===== INPUT MATERIAL =====

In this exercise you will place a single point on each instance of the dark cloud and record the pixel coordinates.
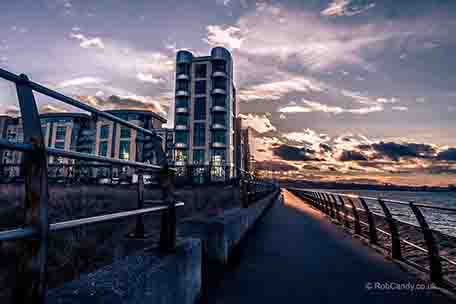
(291, 153)
(274, 166)
(326, 147)
(349, 155)
(117, 102)
(396, 151)
(448, 155)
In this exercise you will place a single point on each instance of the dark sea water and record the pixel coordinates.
(444, 221)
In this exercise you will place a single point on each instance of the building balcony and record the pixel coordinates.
(182, 110)
(217, 126)
(218, 108)
(218, 145)
(183, 76)
(218, 91)
(182, 93)
(180, 163)
(181, 127)
(220, 74)
(180, 146)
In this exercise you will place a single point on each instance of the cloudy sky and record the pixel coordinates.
(360, 90)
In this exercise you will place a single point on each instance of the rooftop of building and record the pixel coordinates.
(135, 111)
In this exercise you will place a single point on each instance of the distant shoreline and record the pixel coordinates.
(353, 186)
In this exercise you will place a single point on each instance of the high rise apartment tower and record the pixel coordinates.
(205, 112)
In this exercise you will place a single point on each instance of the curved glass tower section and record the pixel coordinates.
(205, 112)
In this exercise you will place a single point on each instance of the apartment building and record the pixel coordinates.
(205, 112)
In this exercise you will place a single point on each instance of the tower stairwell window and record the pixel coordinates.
(200, 87)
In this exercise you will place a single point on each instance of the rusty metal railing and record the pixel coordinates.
(342, 208)
(33, 237)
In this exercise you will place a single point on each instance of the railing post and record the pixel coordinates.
(168, 220)
(320, 202)
(244, 192)
(139, 228)
(371, 221)
(31, 278)
(331, 206)
(344, 211)
(356, 216)
(435, 265)
(336, 207)
(325, 204)
(395, 238)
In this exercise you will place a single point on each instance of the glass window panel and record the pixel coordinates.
(219, 118)
(198, 156)
(219, 66)
(124, 151)
(219, 137)
(219, 100)
(181, 155)
(200, 87)
(200, 108)
(181, 137)
(125, 132)
(220, 83)
(103, 149)
(200, 70)
(199, 134)
(60, 133)
(181, 102)
(181, 120)
(59, 145)
(104, 132)
(183, 68)
(182, 85)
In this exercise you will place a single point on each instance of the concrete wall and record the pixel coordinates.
(143, 278)
(221, 234)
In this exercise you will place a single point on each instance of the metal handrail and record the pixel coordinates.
(321, 200)
(71, 101)
(22, 233)
(398, 202)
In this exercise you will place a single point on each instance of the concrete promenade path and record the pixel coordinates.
(295, 255)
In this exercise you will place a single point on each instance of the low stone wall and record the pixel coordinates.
(147, 277)
(221, 234)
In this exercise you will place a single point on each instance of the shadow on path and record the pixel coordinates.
(294, 255)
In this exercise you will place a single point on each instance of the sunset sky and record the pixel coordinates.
(360, 90)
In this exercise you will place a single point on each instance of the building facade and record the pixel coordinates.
(205, 112)
(84, 133)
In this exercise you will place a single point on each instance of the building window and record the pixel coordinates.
(219, 66)
(125, 132)
(199, 134)
(59, 145)
(220, 83)
(181, 120)
(219, 137)
(200, 108)
(104, 132)
(200, 70)
(181, 155)
(198, 156)
(218, 156)
(183, 68)
(60, 133)
(182, 137)
(181, 102)
(219, 118)
(103, 149)
(219, 100)
(124, 151)
(182, 85)
(200, 87)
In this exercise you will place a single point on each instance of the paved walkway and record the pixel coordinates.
(294, 255)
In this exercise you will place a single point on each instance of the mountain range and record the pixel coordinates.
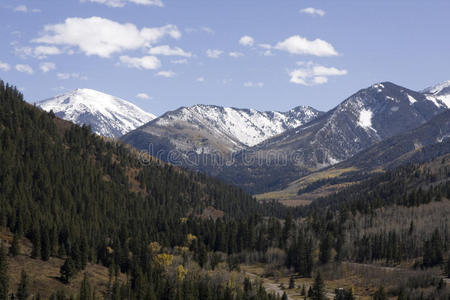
(261, 151)
(107, 115)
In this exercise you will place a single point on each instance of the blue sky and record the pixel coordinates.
(262, 54)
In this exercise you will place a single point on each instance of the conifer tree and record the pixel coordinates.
(22, 288)
(318, 289)
(14, 250)
(4, 278)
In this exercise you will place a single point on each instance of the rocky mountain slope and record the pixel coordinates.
(209, 129)
(368, 117)
(107, 115)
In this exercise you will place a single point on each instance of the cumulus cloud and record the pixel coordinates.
(103, 37)
(4, 66)
(214, 53)
(246, 41)
(143, 96)
(47, 66)
(122, 3)
(145, 62)
(25, 69)
(313, 74)
(39, 52)
(168, 51)
(24, 9)
(300, 45)
(166, 74)
(313, 11)
(236, 54)
(179, 61)
(253, 84)
(65, 76)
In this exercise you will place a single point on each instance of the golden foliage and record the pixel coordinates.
(154, 247)
(164, 260)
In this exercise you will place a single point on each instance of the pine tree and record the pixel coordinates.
(318, 289)
(22, 288)
(380, 294)
(14, 250)
(291, 282)
(68, 270)
(4, 279)
(325, 249)
(85, 289)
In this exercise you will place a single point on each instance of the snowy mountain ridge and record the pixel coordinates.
(107, 115)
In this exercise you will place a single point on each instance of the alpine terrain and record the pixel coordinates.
(209, 129)
(368, 117)
(107, 115)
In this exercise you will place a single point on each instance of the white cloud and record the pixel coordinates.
(166, 50)
(179, 61)
(236, 54)
(214, 53)
(103, 37)
(313, 11)
(145, 62)
(166, 74)
(24, 9)
(246, 41)
(268, 49)
(4, 66)
(143, 96)
(21, 8)
(47, 66)
(300, 45)
(43, 51)
(64, 76)
(312, 74)
(208, 30)
(122, 3)
(25, 69)
(253, 84)
(203, 29)
(39, 52)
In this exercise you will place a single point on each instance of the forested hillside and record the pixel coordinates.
(75, 195)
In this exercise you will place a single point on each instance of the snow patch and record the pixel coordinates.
(365, 119)
(411, 99)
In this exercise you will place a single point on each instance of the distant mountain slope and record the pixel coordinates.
(207, 129)
(419, 145)
(439, 93)
(369, 116)
(107, 115)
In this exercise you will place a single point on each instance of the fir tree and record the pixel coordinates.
(318, 289)
(380, 294)
(4, 278)
(68, 270)
(291, 282)
(22, 288)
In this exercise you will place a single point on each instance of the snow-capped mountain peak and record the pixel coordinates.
(107, 115)
(439, 93)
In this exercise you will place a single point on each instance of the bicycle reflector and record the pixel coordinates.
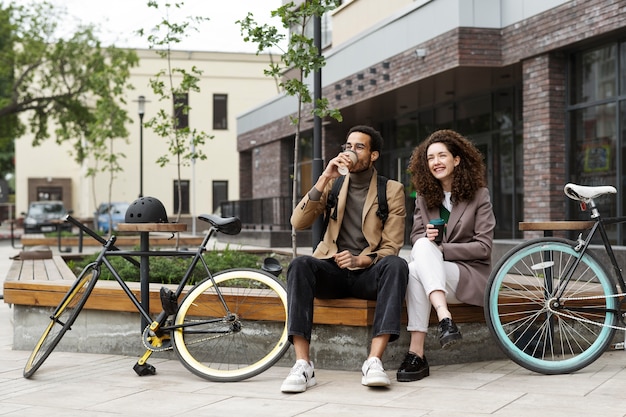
(146, 210)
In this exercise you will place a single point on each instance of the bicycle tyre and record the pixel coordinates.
(62, 318)
(517, 313)
(232, 350)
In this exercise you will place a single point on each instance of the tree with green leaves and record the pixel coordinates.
(301, 58)
(69, 88)
(172, 85)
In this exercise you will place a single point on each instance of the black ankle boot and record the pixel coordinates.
(448, 333)
(413, 368)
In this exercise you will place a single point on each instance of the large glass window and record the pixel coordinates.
(597, 126)
(220, 111)
(594, 75)
(181, 110)
(220, 193)
(184, 190)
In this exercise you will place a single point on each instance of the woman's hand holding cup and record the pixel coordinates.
(439, 225)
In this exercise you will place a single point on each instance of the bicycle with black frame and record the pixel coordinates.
(550, 303)
(230, 326)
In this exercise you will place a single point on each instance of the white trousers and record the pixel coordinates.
(428, 272)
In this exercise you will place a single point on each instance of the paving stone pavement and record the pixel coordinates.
(96, 385)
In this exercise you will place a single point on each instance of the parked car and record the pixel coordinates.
(45, 216)
(117, 213)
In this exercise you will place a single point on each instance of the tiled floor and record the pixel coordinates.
(71, 384)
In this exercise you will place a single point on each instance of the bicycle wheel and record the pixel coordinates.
(537, 328)
(240, 343)
(62, 319)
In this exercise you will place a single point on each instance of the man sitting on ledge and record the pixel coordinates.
(358, 257)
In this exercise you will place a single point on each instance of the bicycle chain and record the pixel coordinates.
(581, 319)
(146, 335)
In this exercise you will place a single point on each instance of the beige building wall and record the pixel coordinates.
(238, 75)
(357, 16)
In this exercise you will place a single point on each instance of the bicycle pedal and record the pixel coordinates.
(144, 370)
(168, 301)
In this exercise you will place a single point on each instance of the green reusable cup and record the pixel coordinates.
(439, 225)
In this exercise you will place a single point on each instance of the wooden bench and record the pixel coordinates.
(44, 282)
(548, 227)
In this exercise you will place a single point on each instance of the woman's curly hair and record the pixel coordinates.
(469, 175)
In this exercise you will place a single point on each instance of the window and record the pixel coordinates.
(597, 132)
(49, 193)
(181, 111)
(220, 193)
(184, 196)
(220, 111)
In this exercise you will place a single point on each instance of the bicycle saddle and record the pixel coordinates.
(226, 225)
(586, 193)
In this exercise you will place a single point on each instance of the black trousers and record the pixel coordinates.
(309, 277)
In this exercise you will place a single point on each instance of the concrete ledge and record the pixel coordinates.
(333, 346)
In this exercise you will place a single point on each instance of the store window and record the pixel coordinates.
(597, 128)
(181, 110)
(220, 111)
(184, 196)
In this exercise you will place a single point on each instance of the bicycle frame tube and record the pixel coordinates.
(197, 256)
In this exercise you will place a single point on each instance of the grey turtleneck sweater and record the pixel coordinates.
(351, 234)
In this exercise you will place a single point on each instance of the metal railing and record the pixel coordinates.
(272, 213)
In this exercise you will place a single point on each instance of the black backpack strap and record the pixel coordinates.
(331, 202)
(383, 207)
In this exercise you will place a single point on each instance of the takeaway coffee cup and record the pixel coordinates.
(439, 225)
(344, 169)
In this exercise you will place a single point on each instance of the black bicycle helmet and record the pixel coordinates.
(146, 210)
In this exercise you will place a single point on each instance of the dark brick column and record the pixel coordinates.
(544, 137)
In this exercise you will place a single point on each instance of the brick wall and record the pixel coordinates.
(544, 137)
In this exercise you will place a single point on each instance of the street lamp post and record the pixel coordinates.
(142, 110)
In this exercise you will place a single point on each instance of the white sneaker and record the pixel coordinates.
(301, 376)
(374, 374)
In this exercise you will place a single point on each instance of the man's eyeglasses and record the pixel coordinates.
(357, 147)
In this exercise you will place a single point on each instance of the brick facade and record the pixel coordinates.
(534, 50)
(544, 137)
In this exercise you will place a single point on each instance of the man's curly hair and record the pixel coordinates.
(469, 175)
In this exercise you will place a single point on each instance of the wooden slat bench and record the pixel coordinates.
(548, 227)
(43, 282)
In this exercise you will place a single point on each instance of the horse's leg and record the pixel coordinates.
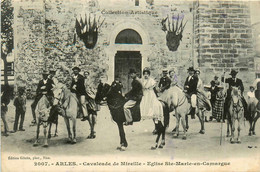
(187, 122)
(94, 120)
(176, 134)
(67, 122)
(91, 126)
(232, 129)
(74, 130)
(45, 135)
(163, 137)
(184, 126)
(254, 122)
(239, 129)
(36, 143)
(49, 132)
(159, 132)
(123, 142)
(200, 115)
(56, 130)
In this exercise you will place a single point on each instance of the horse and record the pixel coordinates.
(235, 112)
(177, 101)
(254, 114)
(116, 101)
(67, 103)
(42, 115)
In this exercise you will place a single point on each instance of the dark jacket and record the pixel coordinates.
(80, 85)
(136, 92)
(233, 83)
(165, 83)
(191, 85)
(102, 91)
(48, 87)
(20, 103)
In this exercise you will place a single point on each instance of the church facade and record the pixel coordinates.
(110, 37)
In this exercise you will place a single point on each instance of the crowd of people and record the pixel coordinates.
(145, 92)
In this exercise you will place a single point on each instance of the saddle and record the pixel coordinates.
(202, 101)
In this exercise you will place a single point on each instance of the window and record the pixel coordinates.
(128, 36)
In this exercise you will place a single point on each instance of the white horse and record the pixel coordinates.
(67, 103)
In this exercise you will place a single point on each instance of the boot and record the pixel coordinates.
(192, 113)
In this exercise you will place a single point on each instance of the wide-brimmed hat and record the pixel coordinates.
(132, 71)
(165, 71)
(76, 68)
(52, 70)
(207, 86)
(147, 70)
(220, 87)
(233, 72)
(45, 72)
(191, 69)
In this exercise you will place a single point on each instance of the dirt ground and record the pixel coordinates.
(139, 137)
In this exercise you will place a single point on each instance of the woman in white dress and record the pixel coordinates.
(150, 106)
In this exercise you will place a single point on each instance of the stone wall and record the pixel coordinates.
(223, 39)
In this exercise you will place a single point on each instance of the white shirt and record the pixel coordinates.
(250, 94)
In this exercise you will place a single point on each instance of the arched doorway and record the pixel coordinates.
(126, 60)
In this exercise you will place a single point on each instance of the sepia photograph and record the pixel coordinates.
(130, 85)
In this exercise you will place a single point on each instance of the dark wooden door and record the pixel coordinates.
(124, 61)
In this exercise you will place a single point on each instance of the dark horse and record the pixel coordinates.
(116, 101)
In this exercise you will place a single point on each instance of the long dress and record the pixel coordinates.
(219, 105)
(150, 106)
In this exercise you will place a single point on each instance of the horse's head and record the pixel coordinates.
(236, 95)
(58, 93)
(44, 114)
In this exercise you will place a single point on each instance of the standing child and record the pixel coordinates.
(20, 105)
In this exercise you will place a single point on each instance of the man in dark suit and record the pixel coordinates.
(133, 96)
(78, 87)
(165, 82)
(233, 82)
(190, 87)
(44, 88)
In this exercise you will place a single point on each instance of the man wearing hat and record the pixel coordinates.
(165, 81)
(133, 96)
(52, 76)
(233, 82)
(190, 87)
(44, 88)
(78, 87)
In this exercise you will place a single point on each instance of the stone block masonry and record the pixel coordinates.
(223, 31)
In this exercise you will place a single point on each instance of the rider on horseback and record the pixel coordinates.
(78, 87)
(234, 82)
(133, 96)
(190, 88)
(44, 88)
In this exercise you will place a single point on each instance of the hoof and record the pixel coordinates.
(123, 148)
(154, 147)
(74, 141)
(175, 135)
(232, 141)
(161, 146)
(202, 132)
(45, 145)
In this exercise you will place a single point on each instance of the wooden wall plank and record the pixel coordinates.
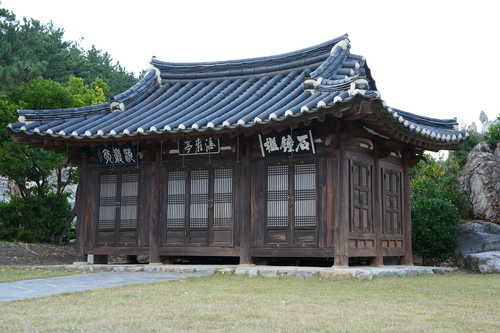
(378, 212)
(341, 249)
(407, 259)
(154, 236)
(82, 202)
(245, 219)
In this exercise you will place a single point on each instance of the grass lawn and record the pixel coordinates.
(233, 303)
(16, 273)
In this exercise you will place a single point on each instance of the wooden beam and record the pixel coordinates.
(378, 214)
(407, 259)
(340, 242)
(155, 207)
(245, 206)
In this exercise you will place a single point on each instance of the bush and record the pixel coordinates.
(438, 179)
(492, 135)
(434, 227)
(41, 220)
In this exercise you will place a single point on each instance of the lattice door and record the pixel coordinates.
(392, 202)
(118, 208)
(291, 217)
(199, 207)
(361, 199)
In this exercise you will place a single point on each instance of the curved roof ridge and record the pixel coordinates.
(196, 67)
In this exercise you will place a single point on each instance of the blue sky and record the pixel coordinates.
(433, 58)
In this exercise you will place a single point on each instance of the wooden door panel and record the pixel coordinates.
(291, 204)
(200, 202)
(361, 198)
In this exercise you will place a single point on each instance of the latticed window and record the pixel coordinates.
(361, 198)
(118, 208)
(200, 203)
(392, 202)
(291, 216)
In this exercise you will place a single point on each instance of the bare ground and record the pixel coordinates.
(22, 254)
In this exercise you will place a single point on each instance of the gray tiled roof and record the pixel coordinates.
(186, 97)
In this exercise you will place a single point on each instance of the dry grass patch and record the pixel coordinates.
(231, 303)
(16, 273)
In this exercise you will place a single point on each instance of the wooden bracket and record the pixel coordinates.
(385, 152)
(353, 143)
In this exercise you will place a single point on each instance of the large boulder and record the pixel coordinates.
(477, 237)
(487, 262)
(480, 181)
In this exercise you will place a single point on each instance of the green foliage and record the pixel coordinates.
(29, 49)
(460, 156)
(42, 94)
(492, 135)
(85, 95)
(100, 65)
(39, 220)
(436, 206)
(40, 211)
(434, 227)
(438, 179)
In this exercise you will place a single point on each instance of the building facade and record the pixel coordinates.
(287, 156)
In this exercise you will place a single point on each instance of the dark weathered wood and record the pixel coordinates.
(377, 211)
(154, 237)
(202, 251)
(117, 250)
(290, 252)
(245, 197)
(330, 202)
(82, 203)
(407, 258)
(341, 204)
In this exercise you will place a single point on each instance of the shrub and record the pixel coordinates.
(434, 227)
(492, 135)
(460, 156)
(42, 219)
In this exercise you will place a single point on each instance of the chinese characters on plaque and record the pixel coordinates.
(199, 146)
(122, 155)
(286, 143)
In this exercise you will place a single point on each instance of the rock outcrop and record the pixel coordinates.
(477, 237)
(479, 246)
(487, 262)
(480, 181)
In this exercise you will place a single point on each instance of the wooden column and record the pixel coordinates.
(407, 259)
(154, 228)
(245, 204)
(378, 214)
(340, 237)
(82, 203)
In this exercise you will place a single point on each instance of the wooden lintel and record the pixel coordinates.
(343, 136)
(265, 131)
(338, 114)
(364, 107)
(248, 133)
(331, 138)
(385, 152)
(353, 143)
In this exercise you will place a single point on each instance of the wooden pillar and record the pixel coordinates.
(244, 217)
(82, 203)
(378, 214)
(341, 241)
(407, 259)
(154, 228)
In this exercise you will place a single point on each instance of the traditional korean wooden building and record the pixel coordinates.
(287, 156)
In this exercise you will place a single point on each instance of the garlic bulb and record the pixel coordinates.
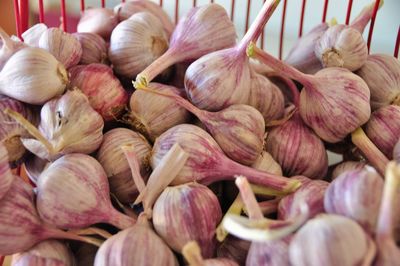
(331, 240)
(266, 97)
(310, 193)
(33, 75)
(45, 251)
(297, 149)
(383, 134)
(266, 163)
(32, 35)
(101, 21)
(347, 166)
(11, 131)
(68, 125)
(112, 158)
(137, 245)
(187, 212)
(105, 92)
(153, 114)
(62, 45)
(302, 55)
(136, 42)
(342, 46)
(94, 48)
(127, 9)
(6, 175)
(382, 74)
(356, 194)
(73, 192)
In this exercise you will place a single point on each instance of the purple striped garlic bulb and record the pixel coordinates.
(382, 74)
(136, 42)
(112, 158)
(127, 9)
(63, 45)
(68, 125)
(383, 128)
(94, 48)
(153, 114)
(331, 240)
(357, 195)
(73, 192)
(201, 31)
(137, 245)
(49, 253)
(187, 212)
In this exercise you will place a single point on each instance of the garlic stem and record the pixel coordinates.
(133, 162)
(192, 253)
(370, 151)
(235, 208)
(254, 52)
(258, 24)
(31, 129)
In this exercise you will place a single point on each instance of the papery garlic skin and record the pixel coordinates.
(105, 92)
(137, 245)
(153, 114)
(311, 193)
(382, 74)
(34, 76)
(383, 128)
(10, 130)
(331, 240)
(101, 21)
(94, 48)
(266, 97)
(136, 42)
(356, 194)
(112, 158)
(342, 46)
(62, 45)
(297, 149)
(127, 9)
(187, 212)
(266, 163)
(46, 250)
(70, 124)
(348, 105)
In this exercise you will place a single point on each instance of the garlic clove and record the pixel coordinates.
(136, 42)
(35, 82)
(112, 158)
(356, 194)
(94, 48)
(382, 74)
(127, 9)
(311, 193)
(187, 212)
(331, 240)
(64, 46)
(383, 134)
(101, 21)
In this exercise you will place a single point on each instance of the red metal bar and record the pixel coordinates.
(325, 11)
(397, 45)
(82, 5)
(303, 9)
(63, 16)
(17, 18)
(349, 7)
(282, 29)
(41, 11)
(247, 15)
(371, 27)
(176, 11)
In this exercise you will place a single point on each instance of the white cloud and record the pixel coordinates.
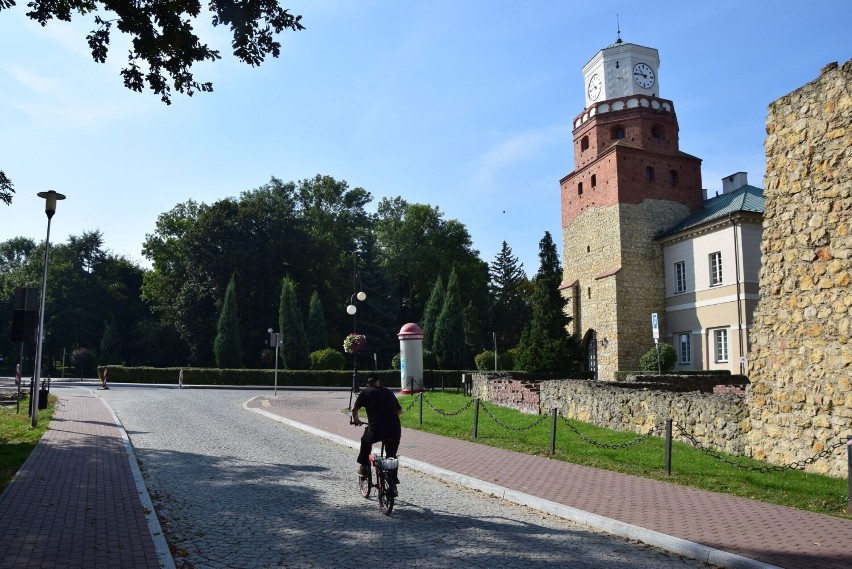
(30, 80)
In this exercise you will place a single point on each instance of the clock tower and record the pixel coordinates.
(630, 182)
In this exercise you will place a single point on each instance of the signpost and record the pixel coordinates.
(655, 329)
(276, 339)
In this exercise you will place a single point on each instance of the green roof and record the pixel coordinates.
(744, 199)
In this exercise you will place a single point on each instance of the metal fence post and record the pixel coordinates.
(668, 447)
(553, 431)
(849, 472)
(476, 418)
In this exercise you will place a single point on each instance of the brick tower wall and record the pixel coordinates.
(618, 304)
(800, 399)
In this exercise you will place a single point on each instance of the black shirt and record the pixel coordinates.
(382, 411)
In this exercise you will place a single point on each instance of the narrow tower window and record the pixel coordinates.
(649, 173)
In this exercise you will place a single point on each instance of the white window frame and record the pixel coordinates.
(684, 347)
(720, 345)
(680, 277)
(716, 268)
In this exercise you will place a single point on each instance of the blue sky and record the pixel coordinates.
(466, 105)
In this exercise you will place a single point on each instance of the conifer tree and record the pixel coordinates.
(294, 349)
(227, 348)
(431, 312)
(508, 285)
(448, 343)
(110, 352)
(315, 326)
(545, 343)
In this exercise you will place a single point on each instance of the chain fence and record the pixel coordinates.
(510, 427)
(448, 413)
(797, 465)
(655, 430)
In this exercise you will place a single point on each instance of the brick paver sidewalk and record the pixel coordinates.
(625, 505)
(75, 503)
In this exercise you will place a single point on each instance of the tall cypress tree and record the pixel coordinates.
(227, 348)
(508, 289)
(545, 344)
(431, 313)
(448, 343)
(294, 349)
(315, 326)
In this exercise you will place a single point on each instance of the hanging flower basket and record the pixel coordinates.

=====

*REQUEST*:
Exactly reproduce the lines from the one containing "fence post and record the pixel coordinates." through the end of the records, and only those lines.

*THE RESULT*:
In this exercise you will place a single point on each instance of the metal fence post and record the pixel coordinates.
(668, 447)
(553, 431)
(849, 472)
(476, 418)
In this exercise you will place a single point on each instance of the brick tower wall and record the pixel coordinates.
(618, 304)
(800, 399)
In this exercise you will place a single point on each instance of the black shirt and record the pixel coordinates.
(382, 411)
In this exercise you will place a single point on each instance of the narrow tower window and record the pixel coordinates.
(649, 173)
In this exercise you will place a single point on each instance of the white window frame and record the pixel coordinates.
(684, 347)
(720, 345)
(680, 277)
(716, 268)
In this exercise you will place a single point on each instance of the blue sky and record the pixel coordinates.
(466, 105)
In this exercise you will place a single point on each instance of the conifer tree and record the pixel coordinates.
(294, 349)
(227, 348)
(431, 312)
(508, 285)
(448, 343)
(110, 352)
(315, 326)
(545, 343)
In this exercise you will place a single point on each instance of the chain fence and record the pixel coordinates.
(510, 427)
(448, 413)
(797, 465)
(655, 430)
In this exercise you will place a single point on each instance of the brick paver sidewalk and record the pixel coordinates.
(625, 505)
(75, 503)
In this exercise you will place a single point on each instance of the tall cypress tree and record the pixel coordinates.
(227, 348)
(508, 289)
(545, 344)
(431, 313)
(448, 343)
(294, 349)
(315, 326)
In this exercise you will place a single point on each instance of the hanging flower basket and record the pixel coordinates.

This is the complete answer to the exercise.